(Records from a collection)
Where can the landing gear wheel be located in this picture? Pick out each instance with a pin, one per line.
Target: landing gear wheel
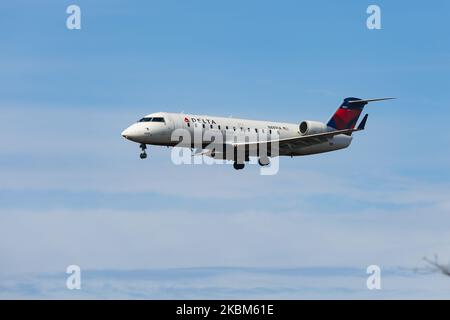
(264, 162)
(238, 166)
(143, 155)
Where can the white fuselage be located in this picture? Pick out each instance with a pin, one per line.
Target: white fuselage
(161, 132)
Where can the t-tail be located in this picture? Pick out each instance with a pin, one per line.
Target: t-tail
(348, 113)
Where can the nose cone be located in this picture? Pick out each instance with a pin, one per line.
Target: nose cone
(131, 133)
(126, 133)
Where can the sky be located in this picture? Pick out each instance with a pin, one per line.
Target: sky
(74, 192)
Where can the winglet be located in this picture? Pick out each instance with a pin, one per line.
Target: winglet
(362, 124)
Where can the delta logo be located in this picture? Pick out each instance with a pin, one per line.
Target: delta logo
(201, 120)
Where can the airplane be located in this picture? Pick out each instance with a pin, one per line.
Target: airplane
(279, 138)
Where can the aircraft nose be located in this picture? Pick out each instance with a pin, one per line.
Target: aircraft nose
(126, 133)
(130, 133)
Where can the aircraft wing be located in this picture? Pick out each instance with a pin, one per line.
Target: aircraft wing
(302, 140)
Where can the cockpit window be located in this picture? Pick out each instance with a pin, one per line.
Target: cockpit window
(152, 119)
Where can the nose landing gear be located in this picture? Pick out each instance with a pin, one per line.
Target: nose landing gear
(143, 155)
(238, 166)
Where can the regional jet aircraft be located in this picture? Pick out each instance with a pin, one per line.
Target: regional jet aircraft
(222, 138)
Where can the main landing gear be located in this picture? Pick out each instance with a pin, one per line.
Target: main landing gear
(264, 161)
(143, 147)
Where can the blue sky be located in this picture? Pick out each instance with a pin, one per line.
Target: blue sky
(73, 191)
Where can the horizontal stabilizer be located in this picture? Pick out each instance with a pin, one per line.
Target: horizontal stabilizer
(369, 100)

### What you have to do
Update the lines above by replacing "pin" with "marker" everywhere and leaving everything else unchanged. Leave the pictures out of your answer.

### Task result
Where can the landing gear wheel be located in this picture? Pick out each instance with a marker, one per line.
Target: landing gear wheel
(264, 162)
(238, 166)
(143, 155)
Where can the white fuselage be located in this picture? Pick out each instance with a marker, one per line.
Target: white fuselage
(161, 132)
Where can the t-tail be located in this picture? Pick out each instance with a marker, one per line.
Target: t-tail
(348, 113)
Where can the nose cone be located in this picture? Pick out each instance with a marker, one per line.
Target: nose cone
(131, 133)
(126, 133)
Where can the sky be located in this picture? Pick out each instance with a marker, one per line.
Target: sky
(74, 192)
Where can the winglet be located in this picture? Pick out each instance with a marker, one per line.
Target: winglet
(362, 124)
Where can the delta logo be located in this picture? Pick out each instance with a marker, one per line.
Target: delta logo
(201, 120)
Where can the airplane be located in this picture? Pick out each instance with a marker, one per line.
Target: airplane
(279, 138)
Where can the aircraft nose be located in this picture? Pick out each instance with a marker, one per line.
Target: aircraft nose
(126, 133)
(130, 133)
Where can the aircraft wing be located in this picture? Pick out each instance with a marker, one per line.
Target: aircraft wing
(302, 140)
Where can the cockpit window be located in this picture? Pick out each instance with a marker, one per line.
Target: cockpit window
(152, 119)
Where can the nose landing gear be located in this picture? Pick out each instance with a marker, one per line.
Target: nose landing gear
(143, 155)
(238, 166)
Where can the regional jet aircraft be located in this picture? Pick out each instance with a marker, one per line.
Target: regional jet aircraft
(222, 138)
Where can the main landing gear be located in this picture? Pick out each instance with a marker, one per line.
Target: main landing gear
(264, 161)
(143, 147)
Where can the blue sky be located in this picture? Pick out each instance with a marker, one per line.
Target: blue sky
(73, 191)
Where can the horizontal stabilizer be located in this picture? Pick out each instance with a marker, one per line.
Target: horizontal stabilizer
(369, 100)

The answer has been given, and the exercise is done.